### STATED EXERCISE
List every line in the data below that contains the string "truck". Matching is case-sensitive.

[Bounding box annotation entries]
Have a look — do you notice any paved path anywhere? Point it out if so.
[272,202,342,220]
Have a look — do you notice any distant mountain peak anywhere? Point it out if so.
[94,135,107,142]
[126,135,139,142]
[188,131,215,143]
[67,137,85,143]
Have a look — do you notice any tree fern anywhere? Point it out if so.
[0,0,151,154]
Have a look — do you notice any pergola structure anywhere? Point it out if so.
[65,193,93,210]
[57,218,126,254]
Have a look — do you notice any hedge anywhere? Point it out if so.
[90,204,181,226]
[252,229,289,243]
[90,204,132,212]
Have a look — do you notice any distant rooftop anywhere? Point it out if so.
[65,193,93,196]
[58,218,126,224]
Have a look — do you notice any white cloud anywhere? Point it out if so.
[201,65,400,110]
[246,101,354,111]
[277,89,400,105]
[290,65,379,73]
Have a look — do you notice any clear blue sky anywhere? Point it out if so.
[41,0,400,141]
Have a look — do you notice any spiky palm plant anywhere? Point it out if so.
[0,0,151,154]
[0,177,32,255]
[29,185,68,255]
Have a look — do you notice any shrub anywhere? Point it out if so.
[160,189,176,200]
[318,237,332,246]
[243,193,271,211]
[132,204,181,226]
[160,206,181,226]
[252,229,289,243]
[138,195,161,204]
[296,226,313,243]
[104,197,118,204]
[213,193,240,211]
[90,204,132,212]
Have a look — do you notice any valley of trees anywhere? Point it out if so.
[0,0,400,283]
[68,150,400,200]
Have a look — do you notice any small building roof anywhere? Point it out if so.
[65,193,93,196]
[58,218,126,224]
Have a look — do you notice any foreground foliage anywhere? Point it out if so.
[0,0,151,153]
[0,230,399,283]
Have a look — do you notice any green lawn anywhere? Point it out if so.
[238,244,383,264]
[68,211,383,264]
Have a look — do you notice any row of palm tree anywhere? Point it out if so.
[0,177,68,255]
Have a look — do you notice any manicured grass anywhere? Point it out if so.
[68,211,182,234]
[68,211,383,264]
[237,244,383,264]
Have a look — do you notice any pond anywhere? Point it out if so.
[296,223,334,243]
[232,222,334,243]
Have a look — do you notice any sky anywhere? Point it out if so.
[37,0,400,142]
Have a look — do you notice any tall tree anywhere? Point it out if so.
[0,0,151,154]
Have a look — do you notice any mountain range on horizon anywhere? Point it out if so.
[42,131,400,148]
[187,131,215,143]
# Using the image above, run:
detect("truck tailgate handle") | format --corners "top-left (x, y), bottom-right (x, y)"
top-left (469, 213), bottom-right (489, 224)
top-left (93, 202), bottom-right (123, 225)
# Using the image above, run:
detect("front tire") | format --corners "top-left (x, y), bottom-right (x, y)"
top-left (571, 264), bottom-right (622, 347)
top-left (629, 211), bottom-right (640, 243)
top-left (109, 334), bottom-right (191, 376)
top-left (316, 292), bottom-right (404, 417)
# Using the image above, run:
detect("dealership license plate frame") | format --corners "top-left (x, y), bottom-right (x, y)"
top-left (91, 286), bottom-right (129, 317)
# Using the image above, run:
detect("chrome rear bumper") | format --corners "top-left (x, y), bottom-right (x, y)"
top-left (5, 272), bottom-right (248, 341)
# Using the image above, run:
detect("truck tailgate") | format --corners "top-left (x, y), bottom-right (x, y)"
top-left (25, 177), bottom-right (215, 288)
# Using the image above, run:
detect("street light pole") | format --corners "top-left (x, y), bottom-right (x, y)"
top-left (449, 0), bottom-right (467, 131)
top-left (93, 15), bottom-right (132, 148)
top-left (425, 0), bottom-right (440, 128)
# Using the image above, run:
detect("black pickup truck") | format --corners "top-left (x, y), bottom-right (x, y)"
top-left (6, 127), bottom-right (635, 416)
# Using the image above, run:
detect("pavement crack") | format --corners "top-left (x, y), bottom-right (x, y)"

### WRITTEN RESPONSE
detect("truck tailgate handle") | format --corners "top-left (x, y), bottom-right (x, y)"
detect("truck tailgate") | format --corners "top-left (x, y), bottom-right (x, y)"
detect("black pickup truck") | format --corners "top-left (x, y), bottom-right (x, y)"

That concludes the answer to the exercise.